THE TASK:
Gather every line of the material below that contains the string "player". Case counts, so match only lines with that exact capitalization.

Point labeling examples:
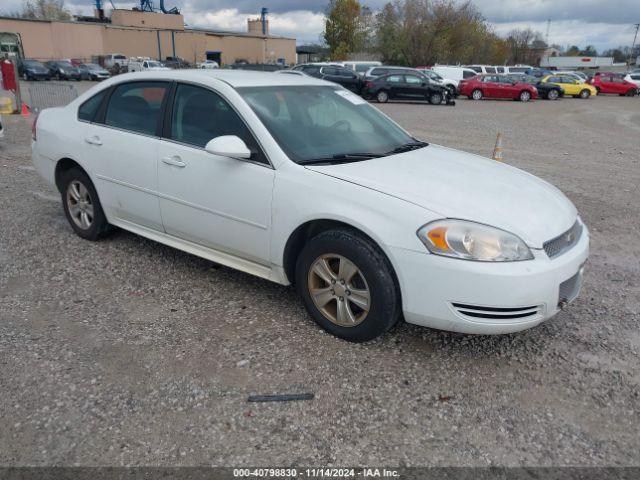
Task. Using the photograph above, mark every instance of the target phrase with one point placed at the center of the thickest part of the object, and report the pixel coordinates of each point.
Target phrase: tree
(346, 28)
(44, 10)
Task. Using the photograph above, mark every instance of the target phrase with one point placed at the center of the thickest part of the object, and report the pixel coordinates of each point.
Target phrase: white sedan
(297, 180)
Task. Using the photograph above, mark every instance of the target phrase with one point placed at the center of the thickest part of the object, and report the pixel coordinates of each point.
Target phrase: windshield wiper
(407, 147)
(342, 158)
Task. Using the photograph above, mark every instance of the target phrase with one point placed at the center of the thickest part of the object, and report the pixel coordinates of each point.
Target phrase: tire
(318, 268)
(82, 206)
(524, 96)
(553, 94)
(435, 98)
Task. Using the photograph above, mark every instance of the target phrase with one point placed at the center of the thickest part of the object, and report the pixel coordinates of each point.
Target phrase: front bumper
(487, 298)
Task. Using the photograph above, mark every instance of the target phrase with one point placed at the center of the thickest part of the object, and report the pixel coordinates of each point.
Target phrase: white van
(454, 72)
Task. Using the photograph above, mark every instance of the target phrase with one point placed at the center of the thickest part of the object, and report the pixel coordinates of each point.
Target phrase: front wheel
(348, 285)
(525, 96)
(82, 206)
(435, 98)
(382, 97)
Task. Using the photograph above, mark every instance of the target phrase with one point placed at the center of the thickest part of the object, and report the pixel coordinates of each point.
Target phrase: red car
(497, 86)
(606, 82)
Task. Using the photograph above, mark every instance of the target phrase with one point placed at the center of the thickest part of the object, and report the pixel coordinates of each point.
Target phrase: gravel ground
(126, 352)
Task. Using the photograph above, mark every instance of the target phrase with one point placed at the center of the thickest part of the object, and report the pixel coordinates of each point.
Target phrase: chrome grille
(496, 313)
(562, 243)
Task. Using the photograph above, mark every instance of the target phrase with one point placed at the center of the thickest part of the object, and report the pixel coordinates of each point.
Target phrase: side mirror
(228, 146)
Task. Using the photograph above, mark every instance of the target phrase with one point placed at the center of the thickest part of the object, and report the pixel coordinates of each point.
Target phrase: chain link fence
(50, 94)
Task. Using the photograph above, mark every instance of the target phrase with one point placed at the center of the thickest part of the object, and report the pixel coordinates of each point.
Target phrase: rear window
(88, 109)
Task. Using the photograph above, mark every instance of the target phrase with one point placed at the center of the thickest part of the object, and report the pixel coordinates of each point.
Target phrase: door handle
(174, 160)
(94, 140)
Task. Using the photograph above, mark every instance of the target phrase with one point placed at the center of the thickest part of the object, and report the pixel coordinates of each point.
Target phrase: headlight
(473, 241)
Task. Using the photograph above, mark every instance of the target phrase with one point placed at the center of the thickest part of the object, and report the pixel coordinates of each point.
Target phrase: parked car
(116, 62)
(144, 65)
(209, 65)
(176, 62)
(30, 69)
(497, 86)
(633, 78)
(375, 72)
(371, 224)
(333, 73)
(93, 71)
(360, 67)
(454, 72)
(571, 86)
(406, 86)
(615, 83)
(63, 70)
(538, 72)
(550, 91)
(449, 84)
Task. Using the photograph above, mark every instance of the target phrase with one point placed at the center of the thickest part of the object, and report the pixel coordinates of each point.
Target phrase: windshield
(317, 122)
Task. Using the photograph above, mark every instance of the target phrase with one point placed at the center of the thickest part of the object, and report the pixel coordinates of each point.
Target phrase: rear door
(122, 144)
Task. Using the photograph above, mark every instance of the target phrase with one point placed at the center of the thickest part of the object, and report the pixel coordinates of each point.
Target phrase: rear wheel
(553, 94)
(348, 285)
(525, 96)
(82, 206)
(382, 96)
(435, 98)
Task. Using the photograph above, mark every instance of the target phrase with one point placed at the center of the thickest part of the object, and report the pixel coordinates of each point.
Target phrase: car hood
(455, 184)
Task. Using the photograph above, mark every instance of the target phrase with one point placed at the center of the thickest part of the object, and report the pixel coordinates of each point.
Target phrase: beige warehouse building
(146, 34)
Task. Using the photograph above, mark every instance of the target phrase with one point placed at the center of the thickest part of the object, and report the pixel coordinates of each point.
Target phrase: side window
(200, 115)
(136, 106)
(88, 109)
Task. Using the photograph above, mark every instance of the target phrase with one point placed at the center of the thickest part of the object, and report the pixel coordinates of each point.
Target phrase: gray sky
(580, 22)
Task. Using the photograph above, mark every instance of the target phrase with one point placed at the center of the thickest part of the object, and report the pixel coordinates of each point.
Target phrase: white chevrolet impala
(299, 181)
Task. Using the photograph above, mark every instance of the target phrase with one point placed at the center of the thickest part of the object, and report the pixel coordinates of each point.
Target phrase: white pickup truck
(146, 65)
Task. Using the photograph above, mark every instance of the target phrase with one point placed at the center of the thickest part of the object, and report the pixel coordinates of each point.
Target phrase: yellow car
(571, 85)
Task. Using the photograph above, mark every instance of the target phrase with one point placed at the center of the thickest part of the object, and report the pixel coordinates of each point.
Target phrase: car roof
(235, 78)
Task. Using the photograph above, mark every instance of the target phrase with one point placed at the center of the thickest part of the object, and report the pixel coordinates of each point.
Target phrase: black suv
(333, 73)
(64, 70)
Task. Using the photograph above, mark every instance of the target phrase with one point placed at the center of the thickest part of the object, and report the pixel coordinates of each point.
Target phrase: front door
(122, 144)
(214, 201)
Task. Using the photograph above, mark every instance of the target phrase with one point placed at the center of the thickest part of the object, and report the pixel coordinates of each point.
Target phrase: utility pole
(633, 45)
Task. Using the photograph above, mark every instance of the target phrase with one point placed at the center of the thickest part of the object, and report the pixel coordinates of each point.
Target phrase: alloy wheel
(339, 290)
(80, 205)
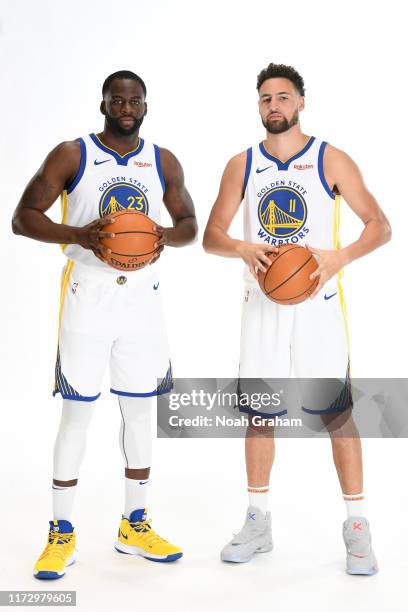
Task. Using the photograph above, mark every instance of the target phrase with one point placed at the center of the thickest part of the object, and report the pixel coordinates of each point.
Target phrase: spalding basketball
(133, 245)
(287, 281)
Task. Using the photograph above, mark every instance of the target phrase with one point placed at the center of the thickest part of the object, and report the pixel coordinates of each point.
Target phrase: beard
(277, 126)
(117, 129)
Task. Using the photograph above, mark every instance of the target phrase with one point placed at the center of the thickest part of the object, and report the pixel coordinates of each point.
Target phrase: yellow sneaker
(58, 553)
(136, 537)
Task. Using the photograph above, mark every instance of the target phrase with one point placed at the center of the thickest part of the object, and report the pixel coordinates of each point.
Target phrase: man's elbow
(207, 241)
(16, 225)
(387, 231)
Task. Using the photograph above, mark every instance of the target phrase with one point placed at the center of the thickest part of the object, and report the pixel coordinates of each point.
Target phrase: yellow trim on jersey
(336, 246)
(110, 149)
(64, 210)
(64, 285)
(336, 227)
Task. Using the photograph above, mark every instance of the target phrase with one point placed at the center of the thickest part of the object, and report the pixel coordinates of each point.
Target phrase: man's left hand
(330, 262)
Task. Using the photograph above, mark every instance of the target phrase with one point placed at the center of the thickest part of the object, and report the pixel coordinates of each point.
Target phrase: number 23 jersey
(107, 182)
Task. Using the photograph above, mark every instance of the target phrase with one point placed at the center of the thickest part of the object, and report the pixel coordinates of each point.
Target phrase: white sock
(259, 497)
(135, 494)
(62, 502)
(354, 504)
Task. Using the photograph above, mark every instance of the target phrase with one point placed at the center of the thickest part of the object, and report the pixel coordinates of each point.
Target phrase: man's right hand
(90, 235)
(255, 255)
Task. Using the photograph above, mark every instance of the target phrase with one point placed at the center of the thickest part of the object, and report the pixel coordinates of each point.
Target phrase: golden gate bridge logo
(123, 196)
(282, 212)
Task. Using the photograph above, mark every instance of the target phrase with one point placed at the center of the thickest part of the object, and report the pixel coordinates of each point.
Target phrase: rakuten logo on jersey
(303, 166)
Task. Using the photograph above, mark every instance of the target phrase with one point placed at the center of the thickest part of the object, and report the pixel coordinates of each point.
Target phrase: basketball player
(107, 317)
(301, 179)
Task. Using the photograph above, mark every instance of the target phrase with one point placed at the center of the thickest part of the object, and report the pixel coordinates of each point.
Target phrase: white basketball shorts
(307, 341)
(111, 319)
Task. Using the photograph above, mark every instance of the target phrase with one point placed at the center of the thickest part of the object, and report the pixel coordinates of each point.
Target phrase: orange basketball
(287, 281)
(133, 245)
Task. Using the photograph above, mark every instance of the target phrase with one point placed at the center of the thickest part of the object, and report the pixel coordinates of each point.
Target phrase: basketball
(287, 281)
(133, 245)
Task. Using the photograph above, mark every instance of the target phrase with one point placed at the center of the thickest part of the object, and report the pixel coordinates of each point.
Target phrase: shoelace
(149, 535)
(53, 549)
(353, 540)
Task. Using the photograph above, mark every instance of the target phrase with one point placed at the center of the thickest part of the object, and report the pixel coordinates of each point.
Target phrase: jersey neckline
(285, 165)
(122, 160)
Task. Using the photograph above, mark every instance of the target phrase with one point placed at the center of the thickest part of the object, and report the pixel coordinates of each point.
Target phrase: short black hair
(122, 74)
(285, 72)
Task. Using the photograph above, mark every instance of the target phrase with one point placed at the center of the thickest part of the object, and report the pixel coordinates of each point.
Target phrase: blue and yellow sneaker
(58, 553)
(136, 537)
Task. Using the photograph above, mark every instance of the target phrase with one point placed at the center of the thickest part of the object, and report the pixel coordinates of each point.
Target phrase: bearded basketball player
(290, 186)
(97, 175)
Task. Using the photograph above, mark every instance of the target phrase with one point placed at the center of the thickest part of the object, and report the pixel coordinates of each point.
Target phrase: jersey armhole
(71, 186)
(321, 171)
(159, 167)
(247, 169)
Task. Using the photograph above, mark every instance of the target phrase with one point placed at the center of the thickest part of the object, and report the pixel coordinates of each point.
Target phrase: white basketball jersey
(289, 202)
(106, 183)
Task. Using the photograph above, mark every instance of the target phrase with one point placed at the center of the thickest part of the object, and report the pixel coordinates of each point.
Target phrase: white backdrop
(200, 61)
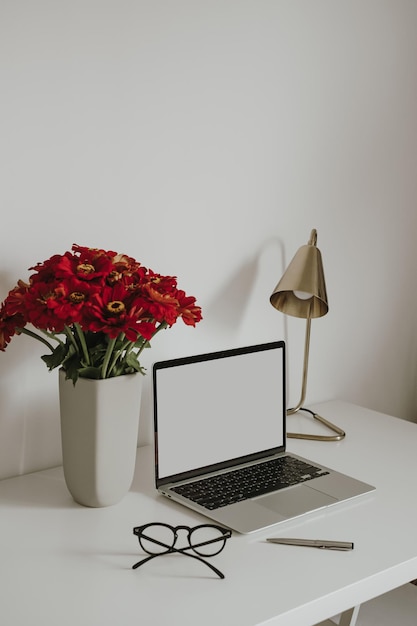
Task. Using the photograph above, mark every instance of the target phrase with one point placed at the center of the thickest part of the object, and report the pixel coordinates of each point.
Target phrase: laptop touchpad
(295, 501)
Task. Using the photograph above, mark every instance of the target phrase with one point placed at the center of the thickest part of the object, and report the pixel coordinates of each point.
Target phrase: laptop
(220, 437)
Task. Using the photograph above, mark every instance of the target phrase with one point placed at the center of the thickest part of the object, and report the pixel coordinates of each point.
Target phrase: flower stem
(30, 333)
(81, 338)
(107, 357)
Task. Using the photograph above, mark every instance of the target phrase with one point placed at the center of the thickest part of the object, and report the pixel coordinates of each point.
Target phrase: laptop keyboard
(248, 482)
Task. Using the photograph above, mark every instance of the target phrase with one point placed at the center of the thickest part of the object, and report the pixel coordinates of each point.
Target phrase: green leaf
(57, 357)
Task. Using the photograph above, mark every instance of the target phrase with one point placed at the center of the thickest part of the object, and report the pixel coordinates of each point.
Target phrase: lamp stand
(340, 434)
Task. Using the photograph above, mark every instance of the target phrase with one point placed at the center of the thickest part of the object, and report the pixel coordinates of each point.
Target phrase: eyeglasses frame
(225, 534)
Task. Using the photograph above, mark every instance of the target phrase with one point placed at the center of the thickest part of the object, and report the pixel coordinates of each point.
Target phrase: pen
(313, 543)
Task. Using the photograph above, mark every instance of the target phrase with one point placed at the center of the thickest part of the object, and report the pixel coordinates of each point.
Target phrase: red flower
(97, 292)
(109, 312)
(190, 313)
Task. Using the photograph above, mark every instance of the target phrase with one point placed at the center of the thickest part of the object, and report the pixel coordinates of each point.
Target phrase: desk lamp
(301, 292)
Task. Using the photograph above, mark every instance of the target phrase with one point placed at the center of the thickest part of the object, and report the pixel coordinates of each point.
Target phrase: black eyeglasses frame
(169, 549)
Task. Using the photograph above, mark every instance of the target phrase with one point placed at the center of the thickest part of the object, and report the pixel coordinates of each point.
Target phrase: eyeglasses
(205, 540)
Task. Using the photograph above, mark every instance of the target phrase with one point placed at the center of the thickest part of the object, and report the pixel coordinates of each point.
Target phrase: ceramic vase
(99, 433)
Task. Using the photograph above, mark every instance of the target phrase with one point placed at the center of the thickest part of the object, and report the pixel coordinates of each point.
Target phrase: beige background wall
(206, 139)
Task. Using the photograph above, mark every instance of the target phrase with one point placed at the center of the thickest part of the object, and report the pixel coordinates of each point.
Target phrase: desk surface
(63, 564)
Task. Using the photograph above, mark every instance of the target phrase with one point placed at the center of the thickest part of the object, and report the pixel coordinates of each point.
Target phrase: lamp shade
(301, 292)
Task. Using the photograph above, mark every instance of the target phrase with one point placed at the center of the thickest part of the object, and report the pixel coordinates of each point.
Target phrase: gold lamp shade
(301, 292)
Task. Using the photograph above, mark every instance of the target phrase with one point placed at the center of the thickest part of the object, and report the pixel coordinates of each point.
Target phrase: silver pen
(313, 543)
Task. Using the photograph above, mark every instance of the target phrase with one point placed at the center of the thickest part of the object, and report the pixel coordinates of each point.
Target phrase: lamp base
(340, 434)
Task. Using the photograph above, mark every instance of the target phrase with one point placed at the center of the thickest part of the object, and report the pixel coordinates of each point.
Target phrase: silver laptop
(220, 424)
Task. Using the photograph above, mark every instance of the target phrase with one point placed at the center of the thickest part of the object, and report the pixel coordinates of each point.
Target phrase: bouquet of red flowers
(100, 308)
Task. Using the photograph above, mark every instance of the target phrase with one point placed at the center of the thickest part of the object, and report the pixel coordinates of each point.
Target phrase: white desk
(63, 565)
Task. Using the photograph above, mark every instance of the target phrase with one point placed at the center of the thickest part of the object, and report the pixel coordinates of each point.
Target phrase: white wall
(206, 139)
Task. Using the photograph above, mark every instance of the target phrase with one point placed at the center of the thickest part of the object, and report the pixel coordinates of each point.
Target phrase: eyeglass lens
(205, 540)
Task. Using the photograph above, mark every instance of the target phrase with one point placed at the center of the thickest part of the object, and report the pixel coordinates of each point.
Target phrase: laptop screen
(214, 408)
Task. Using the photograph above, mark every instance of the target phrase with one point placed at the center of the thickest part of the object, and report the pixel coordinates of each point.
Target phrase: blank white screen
(214, 410)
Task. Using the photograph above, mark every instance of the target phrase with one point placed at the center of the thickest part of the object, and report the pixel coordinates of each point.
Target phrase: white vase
(99, 433)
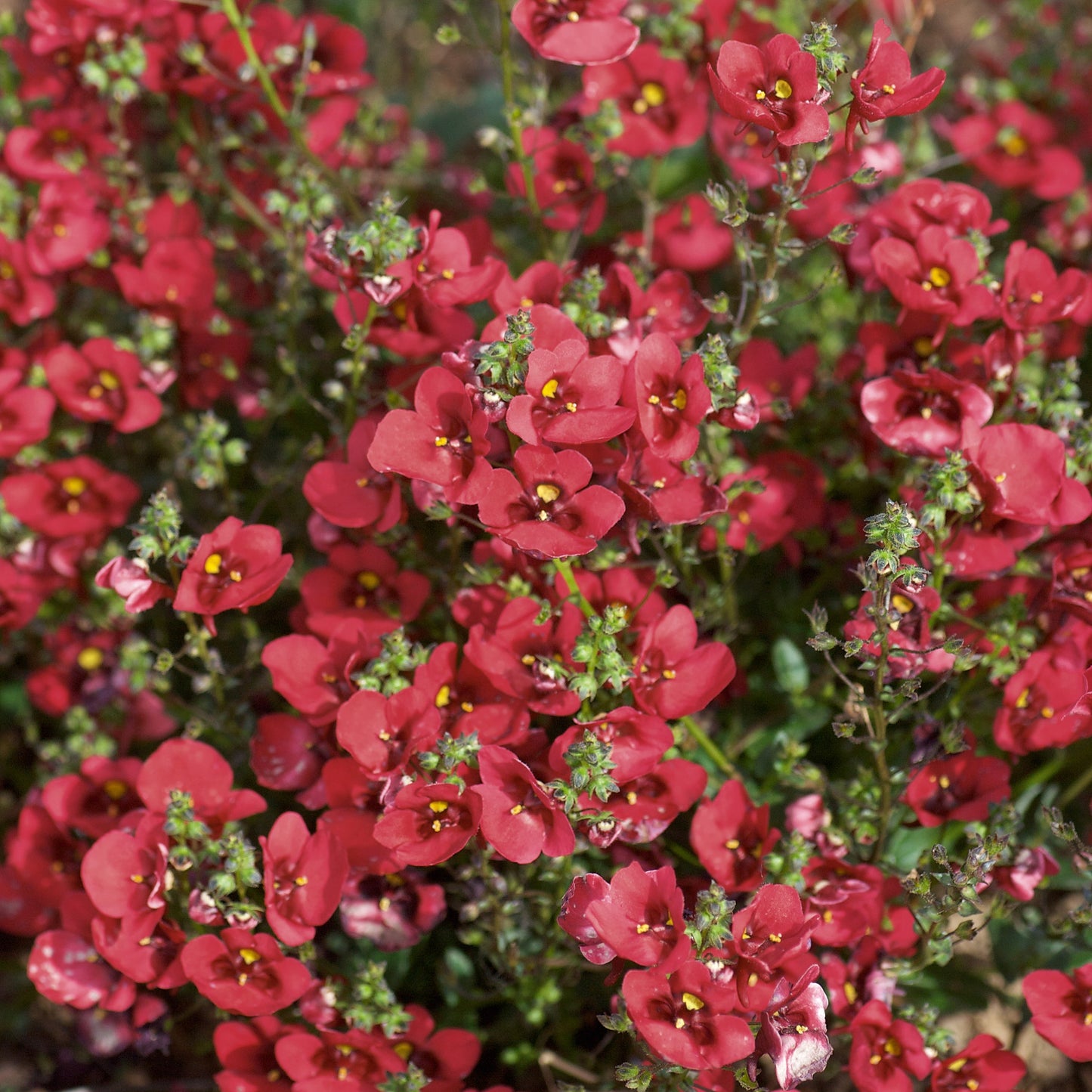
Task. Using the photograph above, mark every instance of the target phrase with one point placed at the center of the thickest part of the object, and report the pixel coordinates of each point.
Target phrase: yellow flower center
(90, 660)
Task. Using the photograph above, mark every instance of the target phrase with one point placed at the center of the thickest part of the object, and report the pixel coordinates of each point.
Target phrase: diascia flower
(670, 398)
(100, 382)
(687, 1018)
(885, 88)
(775, 86)
(520, 818)
(547, 508)
(233, 567)
(70, 497)
(1062, 1009)
(245, 972)
(304, 877)
(576, 32)
(731, 837)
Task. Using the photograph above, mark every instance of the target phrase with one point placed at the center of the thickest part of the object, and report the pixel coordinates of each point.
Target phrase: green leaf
(790, 667)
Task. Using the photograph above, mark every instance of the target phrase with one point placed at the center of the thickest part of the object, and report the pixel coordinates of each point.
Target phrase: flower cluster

SOLUTION FOR THIS PROBLEM:
Target phrase: basketball player
Target phrase: bearded basketball player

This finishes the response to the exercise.